Rewrite the following data as a numbered list, omitting any blank lines.

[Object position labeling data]
┌────────
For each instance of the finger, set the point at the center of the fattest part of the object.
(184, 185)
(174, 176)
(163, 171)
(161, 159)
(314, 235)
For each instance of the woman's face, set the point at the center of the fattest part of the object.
└────────
- CORRECT ANSWER -
1. For each instance of the finger, set the point at the center of the fattest part of the object.
2. (184, 185)
3. (174, 176)
4. (163, 171)
5. (161, 159)
6. (314, 235)
7. For each instance of the woman's face, set the point at the center of the fattest part of the object.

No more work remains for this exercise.